[Supplied material]
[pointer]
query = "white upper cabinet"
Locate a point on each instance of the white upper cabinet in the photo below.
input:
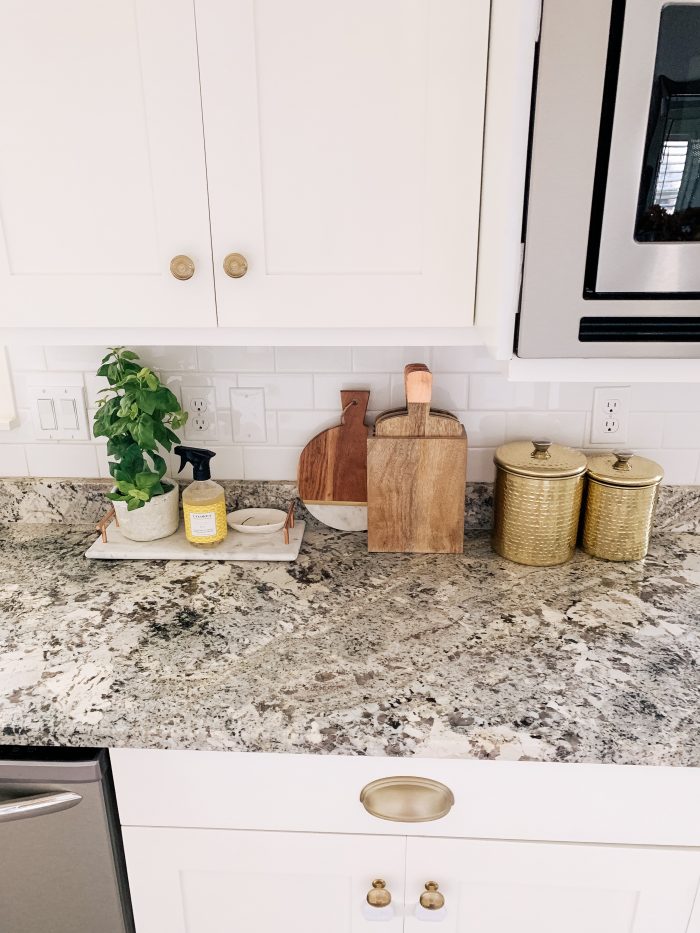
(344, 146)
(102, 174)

==

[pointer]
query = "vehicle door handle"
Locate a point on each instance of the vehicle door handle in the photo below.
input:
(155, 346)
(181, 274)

* * *

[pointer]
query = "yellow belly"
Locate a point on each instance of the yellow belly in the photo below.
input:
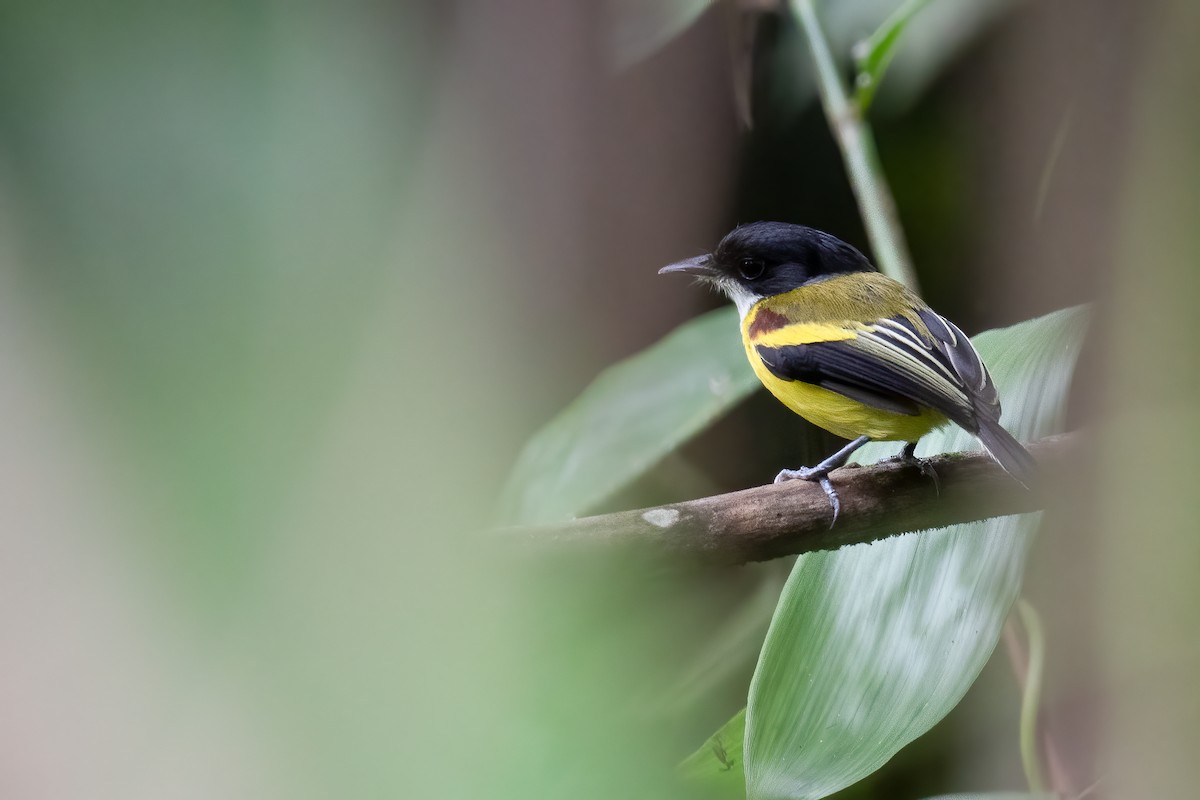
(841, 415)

[Job]
From the entries above, keep only the lines that contain the word "query", matching its capitalization.

[Output for this exercise]
query = "white upper cabinet"
query = "vehicle door handle"
query = "yellow belly"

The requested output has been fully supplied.